*Vorliegender Text*.

Im übrigen ist die Bundesregierung bereit, Anträge des Landes Schleswig-Holstein auf finanzielle Unterstützung des Wiederaufbaues der Insel so wohlwollend, wie es die Lage nur irgendwie gestattet, zu prüfen. Sie wissen vielleicht, daß gerade in diesen Tagen die schleswig-holsteinische Regierung ein Kuratorium gebildet hat, um aus allen Teilen des Bundesgebiets Unterstützung heranzuziehen, und daß, soweit ich unterrichtet bin, wohl an sämtliche Mitglieder des Kabinetts die Aufforderung ergangen ist, sich anzuschließen. Ich selbst habe jedenfalls heute meinen Beitritt erklärt.
Zu dem Antrage der Zentrumsfraktion, daß die Bundesregierung alsbald Verhandlungen mit dem britischen Hohen Kommissar zwecks Verlegung einer Polizeiabteilung nach Helgoland aufnehmen möge, damit die Ausplünderung der Insel verhindert werde, läßt sich sagen, daß dort tatsächlich im gewissen Umfange Diebstähle an Schrott und an dem dort sonst anfallenden Material vorgekommen sind. Aber es ist unter den gegenwärtigen Verhältnissen ja nicht möglich, Polizeiabteilungen auf der Insel zu stationieren, und zwar wegen der mit dem Aufenthalt auf der Insel unmittelbar verbundenen Gefahr für Leib und Leben. Für den Fall der weiteren Prüfung der Frage werden wir uns je nach dem Maß der uns zur Verfügung stehenden Mittel jedenfalls beteiligen und die möglichen Schritte unternehmen.

*Bereitgestelltes Material*.
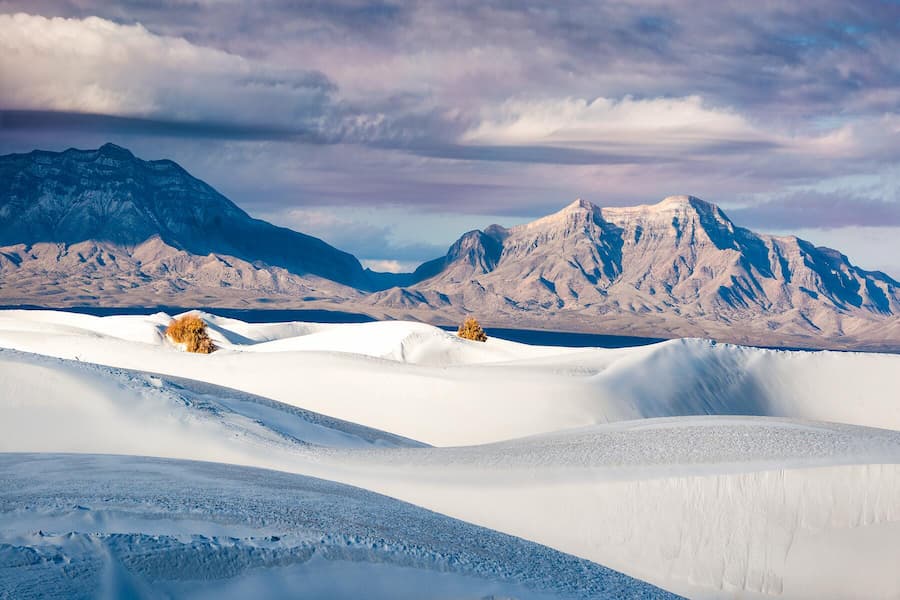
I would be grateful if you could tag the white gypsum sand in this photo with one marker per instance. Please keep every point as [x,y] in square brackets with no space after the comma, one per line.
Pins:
[707,506]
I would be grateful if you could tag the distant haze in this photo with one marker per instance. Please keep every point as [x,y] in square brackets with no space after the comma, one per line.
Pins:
[387,128]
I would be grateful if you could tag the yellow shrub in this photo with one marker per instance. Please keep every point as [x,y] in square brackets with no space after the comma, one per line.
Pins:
[471,330]
[190,330]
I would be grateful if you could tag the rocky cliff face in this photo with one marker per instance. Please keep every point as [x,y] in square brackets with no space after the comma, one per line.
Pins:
[102,226]
[110,196]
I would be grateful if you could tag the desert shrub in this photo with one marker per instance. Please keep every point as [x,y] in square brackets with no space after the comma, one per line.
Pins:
[471,330]
[190,330]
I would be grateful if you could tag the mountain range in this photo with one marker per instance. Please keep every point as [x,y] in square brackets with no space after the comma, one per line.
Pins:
[88,227]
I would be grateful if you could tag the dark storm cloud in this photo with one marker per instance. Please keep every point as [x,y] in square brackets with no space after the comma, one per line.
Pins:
[461,104]
[37,121]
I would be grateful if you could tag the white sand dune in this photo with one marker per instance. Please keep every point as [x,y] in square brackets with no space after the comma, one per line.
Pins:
[702,502]
[420,382]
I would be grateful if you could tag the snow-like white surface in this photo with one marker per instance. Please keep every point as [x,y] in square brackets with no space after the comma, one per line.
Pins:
[549,444]
[74,526]
[423,383]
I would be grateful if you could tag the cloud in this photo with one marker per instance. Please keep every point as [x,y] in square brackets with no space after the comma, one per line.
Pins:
[819,210]
[372,243]
[477,106]
[97,66]
[390,266]
[627,122]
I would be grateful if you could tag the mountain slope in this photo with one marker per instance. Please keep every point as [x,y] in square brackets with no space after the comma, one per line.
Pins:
[680,266]
[108,195]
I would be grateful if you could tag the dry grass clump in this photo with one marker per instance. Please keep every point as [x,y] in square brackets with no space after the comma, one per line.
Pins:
[190,330]
[471,330]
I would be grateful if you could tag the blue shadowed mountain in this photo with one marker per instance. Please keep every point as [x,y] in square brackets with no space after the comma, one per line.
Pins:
[104,228]
[109,195]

*Zu bearbeitende Aufgaben*.
[a] Aus welchem Grund ist es laut dem Auszug über Helgoland derzeit nicht möglich, Polizeiabteilungen auf der Insel zu stationieren?
[b] Setze den Auszug über Helgoland nach seinem letzten Satz fort.
Die Einträge werden für die Bearbeitung nicht gebraucht.

*Ergebnisse der Aufgaben*.
[a] Wegen der Gefahr für Leib und Leben, die mit dem Aufenthalt auf der Insel unmittelbar verbunden ist.

[b]
Ich komme damit zu dem Antrag der KPD. Auf die persönliche Seite werde ich dann am Schlusse eingehen. Der Antrag der Fraktion der KPD, den Beschluß der Bundesregierung über Maßnahmen gegen Unternehmungen, die politische Organisationen verfassungsfeindlichen Charakters unterstützen, abzulehnen, wird damit begründet, daß dieser Beschluß eine Verletzung des Art. 3 unserer Verfassung enthalte. Der Einwand ist nicht begründet.
Der Art. 3 ist hineingestellt in die verfassungsmäßige freiheitliche Grundordnung unserer Bundesrepublik. Nach Art. 2 des Grundgesetzes hat jeder das Recht auf freie Entfaltung seiner Persönlichkeit, soweit er nicht die Rechte anderer verletzt und soweit er nicht gegen die verfassungsmäßige Ordnung verstößt.
Daraus folgt, daß der Art. 3 nur in Zusammenhang mit den diese Grundordnung konstituierenden Bestimmungen ausgelegt werden kann. Wenn die Bundesregierung solchen Wirtschaftsunternehmungen, die verfassungsfeindliche Organisationen unterstützen, keine wirtschaftliche Förderung zuteilwerden läßt und ihnen insbesondere keine Aufträge erteilt, dann handelt sie in Ausübung der Verpflichtung zu staatlicher Selbsterhaltung.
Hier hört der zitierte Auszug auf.